### Goal of the exercise
Turn every line of the records below into a numbered list, skipping blank lines and leaving out the pictures.

#### Listed entries

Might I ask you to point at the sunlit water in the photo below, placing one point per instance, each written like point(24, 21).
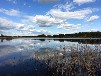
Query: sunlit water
point(18, 56)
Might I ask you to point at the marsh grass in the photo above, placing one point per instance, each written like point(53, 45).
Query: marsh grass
point(77, 60)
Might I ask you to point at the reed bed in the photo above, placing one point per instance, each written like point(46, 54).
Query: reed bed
point(76, 60)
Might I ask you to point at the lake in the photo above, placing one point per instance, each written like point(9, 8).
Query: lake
point(50, 57)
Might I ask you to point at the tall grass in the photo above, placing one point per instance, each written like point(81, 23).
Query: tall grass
point(77, 60)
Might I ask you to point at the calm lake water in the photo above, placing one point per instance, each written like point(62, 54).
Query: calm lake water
point(28, 56)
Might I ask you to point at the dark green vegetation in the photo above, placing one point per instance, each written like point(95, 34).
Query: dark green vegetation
point(75, 35)
point(74, 61)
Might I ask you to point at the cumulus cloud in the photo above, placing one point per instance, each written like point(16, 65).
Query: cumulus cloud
point(28, 28)
point(11, 12)
point(45, 21)
point(80, 14)
point(92, 18)
point(83, 1)
point(6, 24)
point(69, 26)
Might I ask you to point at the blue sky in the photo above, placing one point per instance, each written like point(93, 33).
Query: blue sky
point(34, 17)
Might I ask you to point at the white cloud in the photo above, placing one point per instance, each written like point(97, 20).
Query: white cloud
point(80, 14)
point(28, 28)
point(69, 26)
point(93, 30)
point(11, 12)
point(83, 1)
point(44, 21)
point(6, 24)
point(92, 18)
point(66, 7)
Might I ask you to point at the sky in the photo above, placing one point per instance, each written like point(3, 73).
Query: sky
point(35, 17)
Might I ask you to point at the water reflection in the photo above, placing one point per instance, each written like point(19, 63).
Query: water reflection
point(46, 57)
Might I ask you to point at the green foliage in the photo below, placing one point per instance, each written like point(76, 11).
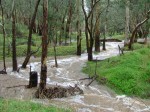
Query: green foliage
point(128, 74)
point(25, 106)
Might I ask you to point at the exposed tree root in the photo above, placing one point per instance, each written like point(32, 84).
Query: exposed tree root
point(3, 71)
point(58, 92)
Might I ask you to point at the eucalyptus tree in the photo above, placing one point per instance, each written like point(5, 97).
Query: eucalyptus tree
point(127, 19)
point(29, 53)
point(14, 57)
point(78, 25)
point(91, 24)
point(4, 36)
point(70, 11)
point(43, 74)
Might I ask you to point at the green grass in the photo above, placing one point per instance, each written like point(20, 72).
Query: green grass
point(25, 106)
point(118, 36)
point(22, 46)
point(127, 74)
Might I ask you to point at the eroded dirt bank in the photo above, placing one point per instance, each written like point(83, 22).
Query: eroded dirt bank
point(96, 98)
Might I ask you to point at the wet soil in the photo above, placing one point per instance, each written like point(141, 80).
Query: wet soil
point(96, 97)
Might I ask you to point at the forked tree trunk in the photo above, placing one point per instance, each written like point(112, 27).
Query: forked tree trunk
point(4, 36)
point(14, 57)
point(43, 75)
point(30, 36)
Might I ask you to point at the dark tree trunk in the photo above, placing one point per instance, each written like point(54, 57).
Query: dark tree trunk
point(30, 35)
point(56, 64)
point(14, 57)
point(4, 36)
point(62, 28)
point(68, 22)
point(43, 75)
point(78, 31)
point(135, 30)
point(104, 42)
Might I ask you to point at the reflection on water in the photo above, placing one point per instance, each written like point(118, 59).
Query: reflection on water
point(96, 98)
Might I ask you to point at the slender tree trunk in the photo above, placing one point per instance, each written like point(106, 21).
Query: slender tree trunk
point(62, 27)
point(30, 36)
point(78, 31)
point(127, 32)
point(4, 36)
point(105, 27)
point(56, 64)
point(43, 75)
point(135, 30)
point(97, 29)
point(68, 22)
point(14, 57)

########

### Finished answer
1. Might I ask you to point at the sunlit water in the photo below, placing one point per instance, each written like point(24, 21).
2. Query: sunlit water
3. point(18, 56)
4. Might I ask you to point at the marsh grass in the photo above, placing one point per instance, each written like point(53, 45).
5. Query: marsh grass
6. point(77, 60)
7. Might I ask you to point at the reed bed in the photo above, placing one point per instance, each written like point(46, 54).
8. Query: reed bed
9. point(76, 60)
10. Might I ask you to point at the lake in the photo above, placing one point per instance, each written like point(9, 8).
11. Query: lake
12. point(50, 57)
13. Might I ask you to point at the tall grass in the photo above, placing one point per instance, each written like point(81, 23).
14. Query: tall grass
15. point(77, 60)
16. Might I ask you to point at the calm lake water in the photo above, placing one point per instance, each written like point(62, 54).
17. Query: calm lake water
18. point(28, 56)
19. Might I ask you to point at the dark green vegetation in the photo above, placing one point per instance, each written like point(95, 34).
20. Query: dark green vegetation
21. point(75, 35)
22. point(74, 61)
23. Might I ask you to point at the cumulus cloud in the photo above, placing one point per instance, each written like point(16, 65).
24. Query: cumulus cloud
25. point(28, 28)
26. point(11, 12)
27. point(45, 21)
28. point(80, 14)
29. point(92, 18)
30. point(83, 1)
31. point(6, 24)
32. point(69, 26)
33. Might I ask you to point at the blue sky in the photo above, placing one point per instance, each written like point(93, 33).
34. Query: blue sky
35. point(34, 17)
36. Might I ask you to point at the white cloud in the photo above, placing one point per instance, each written like point(97, 20).
37. Query: white cloud
38. point(80, 14)
39. point(28, 28)
40. point(69, 26)
41. point(93, 30)
42. point(11, 12)
43. point(83, 1)
44. point(44, 21)
45. point(6, 24)
46. point(92, 18)
47. point(66, 7)
48. Might I ask you to point at the sky in the photo above, placing one point per instance, each written like point(3, 73).
49. Query: sky
50. point(35, 17)
51. Might I ask you to point at the water reflection in the photo above, placing one point per instance, each written like point(19, 63).
52. Query: water reflection
53. point(46, 57)
54. Might I ask you to point at the green foliage in the photo below, placing one point per instance, each written like point(76, 11).
55. Query: green foliage
56. point(128, 74)
57. point(25, 106)
58. Might I ask you to point at the exposed tree root in the photo above, placing one point per instance, each written like point(32, 84).
59. Query: exposed tree root
60. point(3, 71)
61. point(58, 92)
62. Might I ask you to point at the eucalyptus tree in the photo above, placing one point per instance, each written like point(5, 97).
63. Query: eucalyptus tree
64. point(127, 19)
65. point(29, 53)
66. point(14, 57)
67. point(78, 25)
68. point(91, 24)
69. point(4, 36)
70. point(70, 11)
71. point(43, 74)
72. Might I ask you to point at the green grass in the photo above, placing one point per instance, each written like point(20, 72).
73. Query: green grass
74. point(25, 106)
75. point(118, 36)
76. point(22, 46)
77. point(127, 74)
78. Might I ask you to point at the eroded dirt bank in the photo above, placing one point per instance, each written like point(83, 22).
79. Query: eroded dirt bank
80. point(96, 98)
81. Might I ask you to point at the wet soil in the photo above, placing one point per instance, each written like point(141, 80).
82. Query: wet soil
83. point(96, 97)
84. Might I ask you to point at the forked tree trunk in the photo above, placing one point per instance, each written like point(112, 27).
85. Query: forked tree trunk
86. point(4, 36)
87. point(14, 57)
88. point(43, 75)
89. point(30, 36)
90. Might I ask you to point at the dark tree trunk in the photo above, placing one point per instance, each written like point(54, 57).
91. Query: dark tree trunk
92. point(30, 35)
93. point(56, 64)
94. point(14, 57)
95. point(4, 36)
96. point(62, 28)
97. point(68, 22)
98. point(43, 75)
99. point(78, 31)
100. point(135, 30)
101. point(104, 42)
102. Might I ask you to point at the reflection on water in the photo above, placing one point per instance, each written like point(118, 59).
103. Query: reflection on water
104. point(96, 98)
105. Might I ask you to point at the slender tree trunk in the photo above, placing one point per instance, each written like point(106, 21).
106. Query: slender tree trunk
107. point(62, 27)
108. point(30, 36)
109. point(78, 31)
110. point(127, 32)
111. point(4, 36)
112. point(105, 27)
113. point(56, 64)
114. point(43, 75)
115. point(135, 30)
116. point(97, 29)
117. point(68, 22)
118. point(14, 57)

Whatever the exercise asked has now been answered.